Start of Recorded information
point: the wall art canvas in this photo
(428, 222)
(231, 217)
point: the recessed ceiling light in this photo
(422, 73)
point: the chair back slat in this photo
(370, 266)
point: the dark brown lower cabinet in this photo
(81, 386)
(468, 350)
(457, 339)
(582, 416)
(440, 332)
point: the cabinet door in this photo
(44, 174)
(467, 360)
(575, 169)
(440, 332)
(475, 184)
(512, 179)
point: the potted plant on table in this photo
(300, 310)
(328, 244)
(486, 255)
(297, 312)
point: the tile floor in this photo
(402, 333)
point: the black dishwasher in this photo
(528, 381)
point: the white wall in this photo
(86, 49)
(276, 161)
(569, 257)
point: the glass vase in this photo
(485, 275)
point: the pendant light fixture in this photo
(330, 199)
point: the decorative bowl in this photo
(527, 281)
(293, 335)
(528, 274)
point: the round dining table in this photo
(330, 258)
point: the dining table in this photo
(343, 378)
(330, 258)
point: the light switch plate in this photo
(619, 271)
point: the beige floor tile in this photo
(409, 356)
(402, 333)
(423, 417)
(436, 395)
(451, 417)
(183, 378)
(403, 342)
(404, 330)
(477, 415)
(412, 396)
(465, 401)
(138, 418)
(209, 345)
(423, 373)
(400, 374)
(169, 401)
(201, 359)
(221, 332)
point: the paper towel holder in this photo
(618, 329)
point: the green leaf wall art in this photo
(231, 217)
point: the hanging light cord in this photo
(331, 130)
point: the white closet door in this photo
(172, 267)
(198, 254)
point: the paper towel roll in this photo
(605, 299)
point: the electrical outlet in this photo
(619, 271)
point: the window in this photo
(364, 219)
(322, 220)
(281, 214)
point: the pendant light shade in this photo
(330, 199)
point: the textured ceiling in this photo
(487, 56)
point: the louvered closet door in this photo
End of Recorded information
→ **Task item**: Reproduce every line above, keeping each word exactly as it appears.

→ **Worked solution**:
point: the wall art canvas in this photo
(428, 222)
(231, 217)
point: the recessed ceiling light in this photo
(422, 73)
point: the chair back slat in this photo
(370, 266)
point: the dark brown lower cabinet in this photo
(81, 386)
(468, 350)
(457, 339)
(582, 416)
(440, 332)
point: the cabinet door in this photo
(44, 174)
(467, 360)
(575, 169)
(440, 332)
(475, 184)
(512, 179)
point: the potted plant on table in this photo
(300, 310)
(328, 244)
(486, 255)
(297, 312)
point: the tile floor in this photo
(402, 333)
point: the black dishwasher in this photo
(528, 381)
point: the white wall in this photo
(86, 49)
(276, 161)
(569, 257)
point: the glass vase in this photo
(485, 275)
point: the pendant light fixture in this photo
(330, 199)
point: the decorative bowl in this photo
(527, 281)
(293, 335)
(528, 274)
point: the round dining table in this photo
(330, 258)
point: the dining table in this photo
(343, 378)
(330, 258)
point: the light switch plate in this photo
(619, 271)
point: the beige floor tile in this photo
(409, 356)
(402, 333)
(423, 417)
(436, 395)
(451, 417)
(183, 378)
(403, 342)
(404, 330)
(477, 415)
(412, 396)
(465, 401)
(138, 418)
(209, 345)
(423, 373)
(400, 374)
(169, 401)
(201, 359)
(221, 332)
point: the paper towel holder in this photo
(618, 329)
point: the green leaf wall art in this photo
(231, 217)
point: the hanging light cord in this photo
(331, 130)
point: the white closet door in this photo
(172, 267)
(198, 254)
point: the paper towel roll in this photo
(605, 299)
point: the electrical outlet in this photo
(619, 271)
point: the window in this photo
(364, 219)
(322, 220)
(281, 214)
point: the pendant light shade in this photo
(330, 199)
point: the textured ceiling in this photo
(487, 56)
point: the louvered closet door in this photo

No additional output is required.